READING PASSAGE »
>> Start

# Colored dabs?



## 213 (Oct 14, 2015)

I recently came across a budder/ wax like concentrate that was bright red like shale/cherry oil, but the consistency of hash oil. The guy explained that it was due to a natural occurring terpene/chemical only found in certain strains, but I have heard that dabs can change Color to a red due to the chlorophyll levels can anyone elaborate? I'd like to know how it was made.


----------



## 213 (Oct 14, 2015)

Sorry for the awful picture but it's the stuff on the bottom left.


----------



## caveman117 (Oct 14, 2015)

to me everything in there looks normal except that bright green stuff.


----------



## 213 (Oct 14, 2015)

There's like 16 different concentrates in there lol the bright green in the pic is either the hash or lemon cookies wax(it's not that Color in real life more of a yellow). This red stuff is pretty fire I'm just curious to how it was made and why it's so red.


----------



## 6ohMax (Oct 15, 2015)

Why do people mix their shit


----------



## 213 (Oct 15, 2015)

It was just a sampler for a road trip


----------



## undercoverfbi (Oct 20, 2015)

Anyone else in CO taking dabs right now?

>> End

(Location labeling records)

>> Start

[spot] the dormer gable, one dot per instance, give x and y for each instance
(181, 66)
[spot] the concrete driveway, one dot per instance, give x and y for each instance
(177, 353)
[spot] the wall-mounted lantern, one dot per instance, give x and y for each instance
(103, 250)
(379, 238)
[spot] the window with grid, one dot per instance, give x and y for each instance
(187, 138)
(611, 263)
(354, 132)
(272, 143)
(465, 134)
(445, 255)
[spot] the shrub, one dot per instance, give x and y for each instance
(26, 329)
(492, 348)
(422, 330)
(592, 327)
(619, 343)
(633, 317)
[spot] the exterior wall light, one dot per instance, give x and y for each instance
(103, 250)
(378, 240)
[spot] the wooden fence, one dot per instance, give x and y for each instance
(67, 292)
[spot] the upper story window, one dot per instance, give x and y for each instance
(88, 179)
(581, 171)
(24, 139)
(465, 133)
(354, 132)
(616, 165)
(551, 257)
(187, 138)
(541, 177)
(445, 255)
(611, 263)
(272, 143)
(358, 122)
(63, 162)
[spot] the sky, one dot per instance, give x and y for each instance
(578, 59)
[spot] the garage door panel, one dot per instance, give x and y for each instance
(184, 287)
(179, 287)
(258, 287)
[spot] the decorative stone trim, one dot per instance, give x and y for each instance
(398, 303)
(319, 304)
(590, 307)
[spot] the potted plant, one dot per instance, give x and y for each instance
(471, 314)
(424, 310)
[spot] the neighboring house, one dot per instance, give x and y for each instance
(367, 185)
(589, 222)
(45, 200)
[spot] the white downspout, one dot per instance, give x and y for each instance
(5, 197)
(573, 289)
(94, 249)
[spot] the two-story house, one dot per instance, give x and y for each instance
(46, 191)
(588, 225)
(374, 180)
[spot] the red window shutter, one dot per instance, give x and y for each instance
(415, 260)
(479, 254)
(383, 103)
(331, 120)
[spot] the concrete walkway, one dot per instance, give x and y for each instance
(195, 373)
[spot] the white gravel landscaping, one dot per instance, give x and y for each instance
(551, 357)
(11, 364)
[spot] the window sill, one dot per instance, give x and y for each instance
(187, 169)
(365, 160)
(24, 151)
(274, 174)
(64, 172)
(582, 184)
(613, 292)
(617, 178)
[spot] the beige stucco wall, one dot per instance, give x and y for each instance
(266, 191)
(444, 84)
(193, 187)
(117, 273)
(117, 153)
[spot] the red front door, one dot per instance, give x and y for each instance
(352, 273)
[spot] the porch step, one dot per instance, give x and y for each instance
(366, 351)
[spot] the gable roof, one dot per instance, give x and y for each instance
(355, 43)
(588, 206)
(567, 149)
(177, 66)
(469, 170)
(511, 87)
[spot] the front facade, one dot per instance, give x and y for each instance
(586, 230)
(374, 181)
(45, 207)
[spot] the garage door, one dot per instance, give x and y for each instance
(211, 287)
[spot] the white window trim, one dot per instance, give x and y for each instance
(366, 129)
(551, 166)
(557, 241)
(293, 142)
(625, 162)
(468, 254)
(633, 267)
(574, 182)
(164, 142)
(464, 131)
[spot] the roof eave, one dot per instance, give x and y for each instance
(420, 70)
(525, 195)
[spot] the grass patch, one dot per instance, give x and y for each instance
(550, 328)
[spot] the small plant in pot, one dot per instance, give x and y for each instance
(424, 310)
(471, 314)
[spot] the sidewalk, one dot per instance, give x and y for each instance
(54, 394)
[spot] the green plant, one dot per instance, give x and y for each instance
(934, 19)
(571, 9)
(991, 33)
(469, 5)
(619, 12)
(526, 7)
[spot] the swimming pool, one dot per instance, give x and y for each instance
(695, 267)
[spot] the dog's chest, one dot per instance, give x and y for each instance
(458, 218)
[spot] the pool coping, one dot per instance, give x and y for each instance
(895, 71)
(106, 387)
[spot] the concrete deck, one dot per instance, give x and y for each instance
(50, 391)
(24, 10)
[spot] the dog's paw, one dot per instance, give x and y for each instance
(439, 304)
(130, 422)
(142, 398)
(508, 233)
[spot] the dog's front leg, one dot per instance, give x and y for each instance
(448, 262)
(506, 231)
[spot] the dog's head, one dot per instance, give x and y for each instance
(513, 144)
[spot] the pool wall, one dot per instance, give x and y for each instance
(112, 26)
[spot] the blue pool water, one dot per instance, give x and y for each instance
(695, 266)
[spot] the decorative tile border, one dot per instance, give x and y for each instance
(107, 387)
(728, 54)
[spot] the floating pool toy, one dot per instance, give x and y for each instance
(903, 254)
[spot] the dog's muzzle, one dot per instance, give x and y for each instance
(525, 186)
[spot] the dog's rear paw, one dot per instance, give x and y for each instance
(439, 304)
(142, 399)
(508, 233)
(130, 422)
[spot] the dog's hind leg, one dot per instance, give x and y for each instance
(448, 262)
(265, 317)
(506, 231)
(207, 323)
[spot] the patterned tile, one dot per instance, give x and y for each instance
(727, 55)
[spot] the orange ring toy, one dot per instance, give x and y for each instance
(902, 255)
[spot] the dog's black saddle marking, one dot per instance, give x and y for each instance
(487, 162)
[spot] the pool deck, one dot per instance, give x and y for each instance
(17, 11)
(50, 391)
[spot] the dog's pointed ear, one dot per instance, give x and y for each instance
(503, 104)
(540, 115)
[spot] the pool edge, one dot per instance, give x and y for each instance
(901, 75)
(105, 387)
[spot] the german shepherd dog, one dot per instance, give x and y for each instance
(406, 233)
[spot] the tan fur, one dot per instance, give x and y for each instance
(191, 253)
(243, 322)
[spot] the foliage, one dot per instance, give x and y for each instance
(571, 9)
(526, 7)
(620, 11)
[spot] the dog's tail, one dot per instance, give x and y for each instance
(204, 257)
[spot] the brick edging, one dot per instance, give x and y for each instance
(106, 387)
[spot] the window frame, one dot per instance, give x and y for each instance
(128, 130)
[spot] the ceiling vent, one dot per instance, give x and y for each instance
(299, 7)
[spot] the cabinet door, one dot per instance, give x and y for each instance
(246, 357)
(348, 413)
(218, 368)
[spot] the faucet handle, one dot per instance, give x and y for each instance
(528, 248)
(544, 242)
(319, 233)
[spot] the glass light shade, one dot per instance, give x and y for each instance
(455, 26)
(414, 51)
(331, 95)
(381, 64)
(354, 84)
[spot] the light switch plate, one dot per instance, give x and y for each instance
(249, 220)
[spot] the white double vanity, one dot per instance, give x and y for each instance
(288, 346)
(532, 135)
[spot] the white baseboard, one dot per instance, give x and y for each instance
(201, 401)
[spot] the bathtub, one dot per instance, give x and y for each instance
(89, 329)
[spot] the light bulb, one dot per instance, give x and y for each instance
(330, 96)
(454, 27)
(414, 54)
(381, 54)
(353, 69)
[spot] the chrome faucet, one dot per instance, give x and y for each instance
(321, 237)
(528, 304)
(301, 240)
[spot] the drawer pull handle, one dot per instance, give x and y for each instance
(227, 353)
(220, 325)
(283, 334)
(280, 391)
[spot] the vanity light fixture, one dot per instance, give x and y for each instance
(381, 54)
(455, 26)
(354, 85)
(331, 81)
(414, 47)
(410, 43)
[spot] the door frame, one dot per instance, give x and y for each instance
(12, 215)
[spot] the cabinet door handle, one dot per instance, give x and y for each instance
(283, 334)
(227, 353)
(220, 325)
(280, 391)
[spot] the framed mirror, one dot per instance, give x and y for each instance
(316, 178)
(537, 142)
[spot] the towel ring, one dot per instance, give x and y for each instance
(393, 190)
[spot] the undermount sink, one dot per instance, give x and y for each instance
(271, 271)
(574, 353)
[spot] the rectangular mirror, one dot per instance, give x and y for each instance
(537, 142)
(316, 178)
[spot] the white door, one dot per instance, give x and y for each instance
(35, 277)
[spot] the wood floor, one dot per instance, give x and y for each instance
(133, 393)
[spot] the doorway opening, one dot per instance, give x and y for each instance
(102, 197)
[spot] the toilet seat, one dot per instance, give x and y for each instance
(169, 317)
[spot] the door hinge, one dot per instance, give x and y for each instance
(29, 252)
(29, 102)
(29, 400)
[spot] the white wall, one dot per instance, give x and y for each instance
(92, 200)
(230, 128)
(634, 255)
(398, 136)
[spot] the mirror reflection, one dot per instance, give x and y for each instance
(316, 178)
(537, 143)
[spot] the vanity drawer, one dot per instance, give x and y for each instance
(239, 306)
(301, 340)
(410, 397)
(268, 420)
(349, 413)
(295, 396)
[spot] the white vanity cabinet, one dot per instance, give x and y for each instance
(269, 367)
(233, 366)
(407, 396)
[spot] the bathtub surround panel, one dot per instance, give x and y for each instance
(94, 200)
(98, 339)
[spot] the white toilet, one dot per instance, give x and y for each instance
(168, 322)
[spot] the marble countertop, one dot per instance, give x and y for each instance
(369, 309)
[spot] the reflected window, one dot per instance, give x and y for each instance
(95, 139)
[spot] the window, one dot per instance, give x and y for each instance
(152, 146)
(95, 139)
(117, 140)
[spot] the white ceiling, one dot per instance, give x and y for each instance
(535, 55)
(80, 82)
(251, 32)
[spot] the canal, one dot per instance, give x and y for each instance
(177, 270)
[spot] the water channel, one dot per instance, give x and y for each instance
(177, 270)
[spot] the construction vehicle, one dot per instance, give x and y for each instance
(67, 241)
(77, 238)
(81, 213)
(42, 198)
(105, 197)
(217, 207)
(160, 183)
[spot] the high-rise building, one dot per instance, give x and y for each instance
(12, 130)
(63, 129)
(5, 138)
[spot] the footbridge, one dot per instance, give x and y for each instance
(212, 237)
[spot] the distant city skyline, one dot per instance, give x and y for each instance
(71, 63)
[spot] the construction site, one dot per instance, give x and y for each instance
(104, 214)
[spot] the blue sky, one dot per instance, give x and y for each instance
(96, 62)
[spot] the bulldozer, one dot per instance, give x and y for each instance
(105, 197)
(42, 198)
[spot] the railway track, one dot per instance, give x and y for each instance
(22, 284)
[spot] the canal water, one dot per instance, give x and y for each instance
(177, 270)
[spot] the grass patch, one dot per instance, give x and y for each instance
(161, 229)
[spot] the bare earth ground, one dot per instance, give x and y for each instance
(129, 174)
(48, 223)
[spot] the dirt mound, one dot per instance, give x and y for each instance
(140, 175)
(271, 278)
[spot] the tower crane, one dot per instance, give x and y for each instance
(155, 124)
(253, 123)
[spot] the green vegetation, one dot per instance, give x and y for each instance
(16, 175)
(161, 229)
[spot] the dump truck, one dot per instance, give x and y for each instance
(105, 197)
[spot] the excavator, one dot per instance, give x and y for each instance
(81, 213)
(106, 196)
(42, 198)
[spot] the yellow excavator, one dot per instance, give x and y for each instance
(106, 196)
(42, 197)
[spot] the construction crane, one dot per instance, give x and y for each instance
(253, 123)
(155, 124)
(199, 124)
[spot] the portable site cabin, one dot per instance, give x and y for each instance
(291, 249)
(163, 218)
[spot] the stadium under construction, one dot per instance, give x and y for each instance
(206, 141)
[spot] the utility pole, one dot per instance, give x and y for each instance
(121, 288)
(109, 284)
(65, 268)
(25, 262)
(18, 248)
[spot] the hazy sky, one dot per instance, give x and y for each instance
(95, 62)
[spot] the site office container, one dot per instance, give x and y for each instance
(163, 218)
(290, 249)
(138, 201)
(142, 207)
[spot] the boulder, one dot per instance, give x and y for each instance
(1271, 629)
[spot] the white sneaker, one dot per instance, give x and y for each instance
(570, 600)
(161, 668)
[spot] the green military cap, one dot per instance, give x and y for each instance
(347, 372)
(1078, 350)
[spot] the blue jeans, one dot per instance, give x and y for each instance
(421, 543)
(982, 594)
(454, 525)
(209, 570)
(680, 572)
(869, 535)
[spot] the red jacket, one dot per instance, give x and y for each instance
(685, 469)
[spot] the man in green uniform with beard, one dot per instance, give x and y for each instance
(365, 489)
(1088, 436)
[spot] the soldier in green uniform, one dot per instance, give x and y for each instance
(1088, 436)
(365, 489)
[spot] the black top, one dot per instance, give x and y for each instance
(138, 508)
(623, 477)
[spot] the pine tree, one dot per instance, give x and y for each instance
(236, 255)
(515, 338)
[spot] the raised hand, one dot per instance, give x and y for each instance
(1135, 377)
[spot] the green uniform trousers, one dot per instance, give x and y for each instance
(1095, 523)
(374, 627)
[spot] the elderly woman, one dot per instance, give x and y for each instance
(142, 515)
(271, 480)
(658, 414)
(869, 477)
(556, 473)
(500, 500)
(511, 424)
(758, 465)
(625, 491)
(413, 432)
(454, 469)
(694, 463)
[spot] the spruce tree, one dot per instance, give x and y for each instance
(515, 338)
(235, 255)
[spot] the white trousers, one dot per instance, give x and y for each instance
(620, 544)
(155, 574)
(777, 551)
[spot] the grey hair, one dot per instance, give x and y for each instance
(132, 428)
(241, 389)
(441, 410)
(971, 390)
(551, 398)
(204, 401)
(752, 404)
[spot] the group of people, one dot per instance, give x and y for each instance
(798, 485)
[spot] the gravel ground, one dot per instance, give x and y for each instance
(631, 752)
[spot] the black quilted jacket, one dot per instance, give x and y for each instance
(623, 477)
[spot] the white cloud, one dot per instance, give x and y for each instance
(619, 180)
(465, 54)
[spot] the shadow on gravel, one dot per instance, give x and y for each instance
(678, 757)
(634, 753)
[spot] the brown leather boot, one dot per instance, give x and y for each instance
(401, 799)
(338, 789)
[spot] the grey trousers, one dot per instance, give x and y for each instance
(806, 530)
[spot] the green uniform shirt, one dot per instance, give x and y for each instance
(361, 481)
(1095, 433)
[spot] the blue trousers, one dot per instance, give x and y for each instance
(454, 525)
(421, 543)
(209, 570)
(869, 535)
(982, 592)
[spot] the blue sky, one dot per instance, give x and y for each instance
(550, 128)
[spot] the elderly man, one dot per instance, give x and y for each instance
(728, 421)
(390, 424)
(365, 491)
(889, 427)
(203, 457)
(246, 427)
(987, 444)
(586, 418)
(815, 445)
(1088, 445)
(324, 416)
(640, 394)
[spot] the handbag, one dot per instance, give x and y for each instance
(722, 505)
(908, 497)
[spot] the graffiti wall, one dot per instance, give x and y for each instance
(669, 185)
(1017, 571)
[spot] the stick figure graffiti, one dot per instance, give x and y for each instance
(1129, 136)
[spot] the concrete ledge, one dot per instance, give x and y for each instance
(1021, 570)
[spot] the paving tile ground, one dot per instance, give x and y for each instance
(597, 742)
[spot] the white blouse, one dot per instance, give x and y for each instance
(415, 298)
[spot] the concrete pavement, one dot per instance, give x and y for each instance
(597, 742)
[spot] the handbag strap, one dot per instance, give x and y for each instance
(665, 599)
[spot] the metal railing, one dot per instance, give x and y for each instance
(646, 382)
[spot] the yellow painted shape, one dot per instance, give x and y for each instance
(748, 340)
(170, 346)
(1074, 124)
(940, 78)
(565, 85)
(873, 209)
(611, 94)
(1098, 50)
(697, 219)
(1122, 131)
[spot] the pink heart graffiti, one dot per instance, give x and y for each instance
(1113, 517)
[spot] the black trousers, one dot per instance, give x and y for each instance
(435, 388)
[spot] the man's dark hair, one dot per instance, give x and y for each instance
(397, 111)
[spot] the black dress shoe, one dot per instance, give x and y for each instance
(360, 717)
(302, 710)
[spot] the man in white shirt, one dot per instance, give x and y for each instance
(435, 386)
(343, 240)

>> End

PROBLEMS AND TASKS »
1 – Copy the passage from the colored dabs thread starting with "I recently came" and going on through "the bottom left.".
2 – Write what follows the last post in the colored dabs thread, carrying it on from that point.

FINAL RESULTS »
1 –
I recently came across a budder/ wax like concentrate that was bright red like shale/cherry oil, but the consistency of hash oil. The guy explained that it was due to a natural occurring terpene/chemical only found in certain strains, but I have heard that dabs can change Color to a red due to the chlorophyll levels can anyone elaborate? I'd like to know how it was made.


----------



## 213 (Oct 14, 2015)

Sorry for the awful picture but it's the stuff on the bottom left.

2 –
Im fucking blitzed

I did .5 of a G dab, two deep ass inhales back to back

Green Crack Wax


----------



## GreenStick85 (Oct 24, 2015)

Well that's a nice little grab wheel. Not knowing what you really smoke is interesting unless you knew what was what. The honesty here is the clearest doesn't mean the best...seen clear and doesn't smell like anything. Yet dark as night and you can smell every single smell that would have been on a bud. It's all relative.
Now that red deal is cool but they all range from that clear to dark clear to opaque to almost a pure white. I ain't talking pcp or that other powder.
NO.
It depends on the strain. Heard of people nowadays you can get a flavoring with the oil, I'm guessing it's the propyl glycol or the vegetable glycerine.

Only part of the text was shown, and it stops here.